Exercise objective ▸ From the lines below, extract each one that contains the word "beak" and copy it out in full.

>> Begin Data for this task

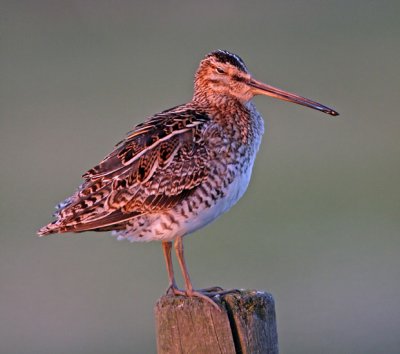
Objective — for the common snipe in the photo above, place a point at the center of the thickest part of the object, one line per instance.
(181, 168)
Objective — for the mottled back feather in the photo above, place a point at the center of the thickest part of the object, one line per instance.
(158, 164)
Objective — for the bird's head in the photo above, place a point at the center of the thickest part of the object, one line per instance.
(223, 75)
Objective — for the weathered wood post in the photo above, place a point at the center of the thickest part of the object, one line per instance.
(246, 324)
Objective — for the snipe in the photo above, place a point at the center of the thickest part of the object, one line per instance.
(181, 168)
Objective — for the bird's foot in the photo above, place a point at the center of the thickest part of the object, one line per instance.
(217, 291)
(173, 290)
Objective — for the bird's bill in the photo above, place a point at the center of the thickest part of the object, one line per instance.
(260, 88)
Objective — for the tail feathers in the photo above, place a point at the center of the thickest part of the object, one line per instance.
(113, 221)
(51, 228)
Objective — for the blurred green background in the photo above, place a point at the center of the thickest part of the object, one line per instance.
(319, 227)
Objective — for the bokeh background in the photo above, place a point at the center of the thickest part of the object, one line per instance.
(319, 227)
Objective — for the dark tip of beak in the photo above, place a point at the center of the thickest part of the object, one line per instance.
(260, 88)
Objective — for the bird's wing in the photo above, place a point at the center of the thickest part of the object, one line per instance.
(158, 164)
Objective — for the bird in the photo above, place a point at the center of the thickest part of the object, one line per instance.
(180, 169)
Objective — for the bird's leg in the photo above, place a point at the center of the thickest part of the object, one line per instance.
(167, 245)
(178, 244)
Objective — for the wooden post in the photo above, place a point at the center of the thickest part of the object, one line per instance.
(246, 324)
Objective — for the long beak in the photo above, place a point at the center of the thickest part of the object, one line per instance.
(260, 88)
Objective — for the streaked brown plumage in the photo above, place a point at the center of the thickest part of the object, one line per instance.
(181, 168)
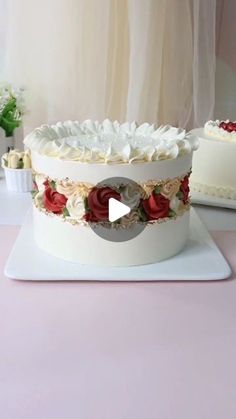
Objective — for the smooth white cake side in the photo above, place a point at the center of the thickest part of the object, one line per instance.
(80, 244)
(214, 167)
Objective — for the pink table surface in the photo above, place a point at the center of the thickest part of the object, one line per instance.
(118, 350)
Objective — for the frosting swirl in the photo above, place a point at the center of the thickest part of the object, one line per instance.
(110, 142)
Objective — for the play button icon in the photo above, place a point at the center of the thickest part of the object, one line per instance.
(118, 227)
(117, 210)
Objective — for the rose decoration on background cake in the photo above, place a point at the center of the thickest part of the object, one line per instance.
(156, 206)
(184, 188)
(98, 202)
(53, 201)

>> End Data for this task
>> Begin Data for this task

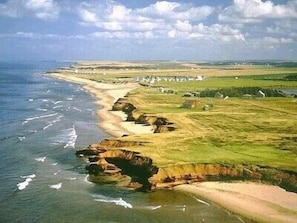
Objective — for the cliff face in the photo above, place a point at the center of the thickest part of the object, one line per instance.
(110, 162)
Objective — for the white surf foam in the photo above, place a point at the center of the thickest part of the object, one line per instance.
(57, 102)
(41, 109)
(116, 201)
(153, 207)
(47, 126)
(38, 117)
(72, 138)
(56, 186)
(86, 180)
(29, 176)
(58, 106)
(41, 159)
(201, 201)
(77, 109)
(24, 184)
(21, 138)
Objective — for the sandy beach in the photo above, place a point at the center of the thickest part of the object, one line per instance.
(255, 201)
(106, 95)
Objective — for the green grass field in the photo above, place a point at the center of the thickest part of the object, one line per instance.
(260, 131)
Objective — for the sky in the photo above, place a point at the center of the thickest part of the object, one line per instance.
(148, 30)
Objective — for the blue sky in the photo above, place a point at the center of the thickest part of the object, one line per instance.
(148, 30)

>> End Data for this task
>> Begin Data for this task

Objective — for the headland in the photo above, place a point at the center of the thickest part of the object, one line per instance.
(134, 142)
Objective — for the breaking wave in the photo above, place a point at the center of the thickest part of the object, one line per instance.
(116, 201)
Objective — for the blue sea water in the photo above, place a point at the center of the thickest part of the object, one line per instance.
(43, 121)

>> End Data for this task

Answer below ▸
Objective — for the dark tip of beak in the photo above, place a point at the center of the thickest part of the object, one line per instance.
Objective — for the long beak in the photo above, place a point at the center of the thickest part of the object, one line per instance.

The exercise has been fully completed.